(Saved entries)
Start of Block
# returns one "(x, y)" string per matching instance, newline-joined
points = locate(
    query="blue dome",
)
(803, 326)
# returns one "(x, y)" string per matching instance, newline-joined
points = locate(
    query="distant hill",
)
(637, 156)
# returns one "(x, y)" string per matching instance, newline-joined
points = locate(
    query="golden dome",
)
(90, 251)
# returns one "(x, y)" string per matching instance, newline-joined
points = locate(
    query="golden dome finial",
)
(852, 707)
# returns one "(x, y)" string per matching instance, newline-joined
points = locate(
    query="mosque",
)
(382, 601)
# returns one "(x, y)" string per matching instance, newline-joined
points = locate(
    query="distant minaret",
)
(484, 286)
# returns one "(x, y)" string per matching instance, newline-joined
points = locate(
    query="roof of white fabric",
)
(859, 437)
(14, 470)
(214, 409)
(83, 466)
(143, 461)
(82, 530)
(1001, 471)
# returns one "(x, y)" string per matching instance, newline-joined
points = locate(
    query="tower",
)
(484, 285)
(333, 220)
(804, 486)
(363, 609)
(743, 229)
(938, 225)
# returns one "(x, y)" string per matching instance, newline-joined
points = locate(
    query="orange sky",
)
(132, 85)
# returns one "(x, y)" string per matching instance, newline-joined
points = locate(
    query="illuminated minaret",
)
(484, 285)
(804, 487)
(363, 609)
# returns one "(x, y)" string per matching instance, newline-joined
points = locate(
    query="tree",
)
End of Block
The response must be an exact reproduction of all the entries.

- RESPONSE TO THIS EXERCISE
# returns one "(x, y)" string per matching instance, newline-joined
points = locate(
    query="blue dome",
)
(803, 326)
# returns one "(x, y)" string per matching instance, newline-joined
points = locate(
    query="distant hill",
)
(637, 156)
# returns one "(x, y)" string per matching instance, newline-joined
points = locate(
    query="golden dome",
)
(90, 251)
# returns one "(x, y)" string per matching instance, newline-joined
points = locate(
    query="golden dome finial",
)
(852, 707)
# returns one "(x, y)" string per matching instance, newline-joined
points = locate(
    query="mosque",
)
(382, 601)
# returns one "(x, y)" string per matching instance, newline-joined
points = locate(
    query="distant minaret",
)
(484, 286)
# returns one "(x, y)" string per matching instance, newline-joined
points = locate(
    query="roof of white fabric",
)
(859, 437)
(14, 470)
(214, 409)
(83, 466)
(143, 461)
(82, 530)
(1001, 471)
# returns one "(x, y)" string per matching instance, newline-joined
points = locate(
    query="tower",
)
(484, 285)
(333, 220)
(804, 486)
(363, 609)
(743, 229)
(938, 225)
# returns one "(x, y)" string per matching instance, newline-joined
points = locate(
    query="orange sky",
)
(132, 85)
# returns one "(x, y)" string per matching instance, newline-joined
points = locate(
    query="illuminated minaret",
)
(484, 285)
(804, 487)
(363, 609)
# returns one "(x, y)" string per matching instance, newline-joined
points = locate(
    query="tree",
)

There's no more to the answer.